─── DATA EXTRACT

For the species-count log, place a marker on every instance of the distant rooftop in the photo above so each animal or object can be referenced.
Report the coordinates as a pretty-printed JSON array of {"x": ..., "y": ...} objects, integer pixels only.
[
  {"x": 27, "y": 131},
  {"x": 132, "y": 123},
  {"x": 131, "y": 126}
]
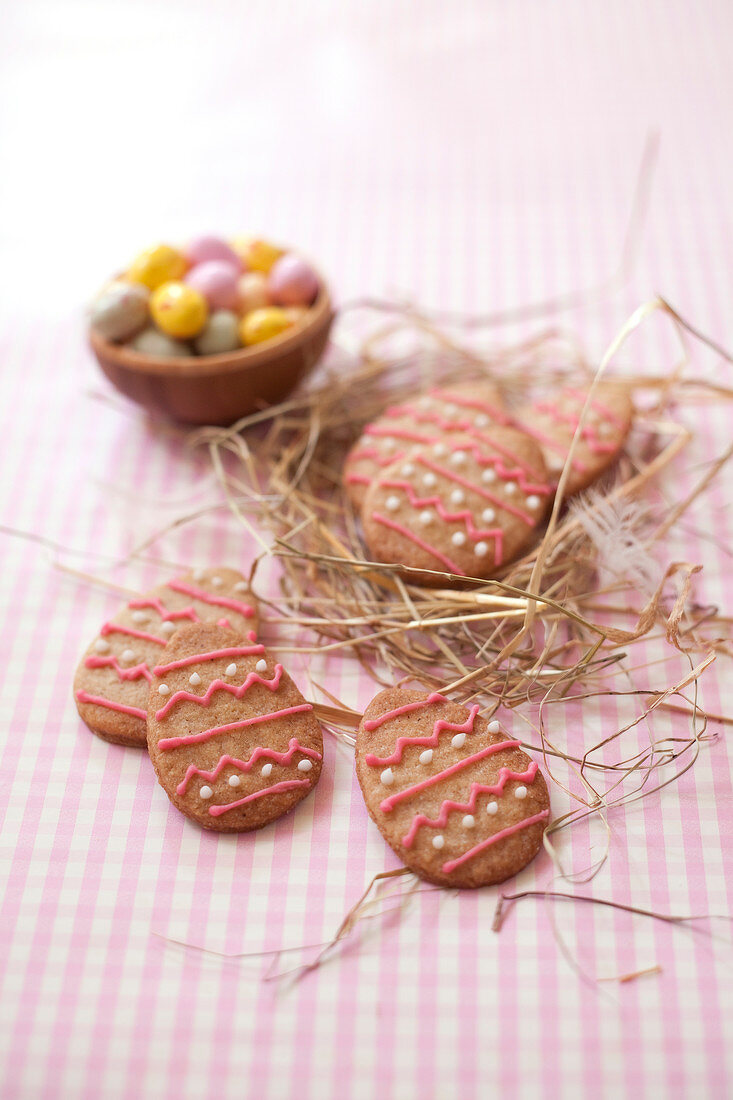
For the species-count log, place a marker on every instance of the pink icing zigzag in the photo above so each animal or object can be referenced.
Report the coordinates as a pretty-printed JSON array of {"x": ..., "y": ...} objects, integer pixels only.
[
  {"x": 175, "y": 743},
  {"x": 259, "y": 752},
  {"x": 402, "y": 743},
  {"x": 449, "y": 806},
  {"x": 510, "y": 831},
  {"x": 237, "y": 691}
]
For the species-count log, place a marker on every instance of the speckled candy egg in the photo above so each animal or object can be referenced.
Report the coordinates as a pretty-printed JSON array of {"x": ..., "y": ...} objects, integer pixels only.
[
  {"x": 120, "y": 310},
  {"x": 292, "y": 282},
  {"x": 252, "y": 292},
  {"x": 217, "y": 281},
  {"x": 204, "y": 249},
  {"x": 153, "y": 342},
  {"x": 220, "y": 334},
  {"x": 263, "y": 325},
  {"x": 157, "y": 265},
  {"x": 178, "y": 310}
]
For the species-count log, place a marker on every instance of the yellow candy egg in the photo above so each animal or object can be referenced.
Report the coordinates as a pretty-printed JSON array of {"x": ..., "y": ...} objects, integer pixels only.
[
  {"x": 178, "y": 310},
  {"x": 256, "y": 255},
  {"x": 157, "y": 265},
  {"x": 261, "y": 325}
]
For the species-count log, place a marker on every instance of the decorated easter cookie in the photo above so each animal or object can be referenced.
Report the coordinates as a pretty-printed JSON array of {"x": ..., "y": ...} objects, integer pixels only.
[
  {"x": 426, "y": 419},
  {"x": 553, "y": 424},
  {"x": 111, "y": 683},
  {"x": 232, "y": 740},
  {"x": 455, "y": 796},
  {"x": 467, "y": 504}
]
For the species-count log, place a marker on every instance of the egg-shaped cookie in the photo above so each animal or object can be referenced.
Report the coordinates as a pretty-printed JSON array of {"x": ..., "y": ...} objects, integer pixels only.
[
  {"x": 233, "y": 743},
  {"x": 453, "y": 795}
]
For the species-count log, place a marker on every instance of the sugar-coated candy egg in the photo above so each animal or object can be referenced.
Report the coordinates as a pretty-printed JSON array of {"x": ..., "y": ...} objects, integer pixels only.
[
  {"x": 151, "y": 341},
  {"x": 120, "y": 310},
  {"x": 292, "y": 282},
  {"x": 204, "y": 249},
  {"x": 217, "y": 281},
  {"x": 178, "y": 310},
  {"x": 220, "y": 334},
  {"x": 252, "y": 292},
  {"x": 256, "y": 255},
  {"x": 157, "y": 265},
  {"x": 263, "y": 325}
]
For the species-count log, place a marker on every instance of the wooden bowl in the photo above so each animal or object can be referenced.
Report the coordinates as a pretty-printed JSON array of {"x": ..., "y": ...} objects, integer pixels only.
[{"x": 219, "y": 389}]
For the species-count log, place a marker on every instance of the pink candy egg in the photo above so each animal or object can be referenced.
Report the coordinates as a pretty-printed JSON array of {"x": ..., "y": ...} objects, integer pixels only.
[
  {"x": 292, "y": 282},
  {"x": 217, "y": 281},
  {"x": 204, "y": 249}
]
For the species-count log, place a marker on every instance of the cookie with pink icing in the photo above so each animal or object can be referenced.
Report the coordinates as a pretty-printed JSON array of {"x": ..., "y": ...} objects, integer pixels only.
[
  {"x": 467, "y": 504},
  {"x": 453, "y": 794},
  {"x": 112, "y": 679},
  {"x": 233, "y": 743},
  {"x": 422, "y": 420},
  {"x": 553, "y": 422}
]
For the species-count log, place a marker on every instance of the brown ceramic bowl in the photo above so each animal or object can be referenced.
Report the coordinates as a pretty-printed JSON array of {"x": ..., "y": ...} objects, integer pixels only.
[{"x": 219, "y": 389}]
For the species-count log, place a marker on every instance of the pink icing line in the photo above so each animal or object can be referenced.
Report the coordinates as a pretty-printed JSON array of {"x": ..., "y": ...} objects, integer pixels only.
[
  {"x": 157, "y": 605},
  {"x": 113, "y": 628},
  {"x": 510, "y": 831},
  {"x": 160, "y": 670},
  {"x": 435, "y": 696},
  {"x": 175, "y": 743},
  {"x": 287, "y": 784},
  {"x": 390, "y": 803},
  {"x": 402, "y": 743},
  {"x": 258, "y": 754},
  {"x": 98, "y": 701},
  {"x": 132, "y": 673},
  {"x": 449, "y": 806},
  {"x": 238, "y": 692},
  {"x": 206, "y": 597},
  {"x": 379, "y": 518}
]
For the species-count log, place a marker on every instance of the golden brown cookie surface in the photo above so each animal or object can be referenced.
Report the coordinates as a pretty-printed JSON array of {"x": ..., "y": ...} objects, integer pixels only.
[
  {"x": 233, "y": 743},
  {"x": 457, "y": 799},
  {"x": 111, "y": 682}
]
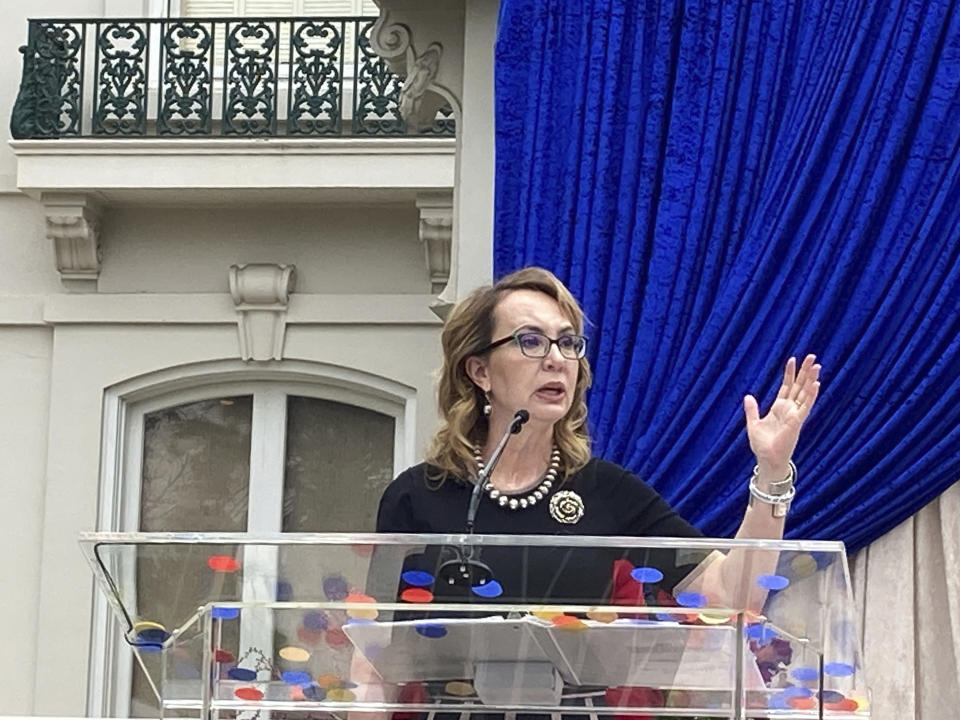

──────

* WORK ITEM
Going through the listing above, tally the lines that contain the word "cookie" and report the total alone.

* RESPONSE BOX
4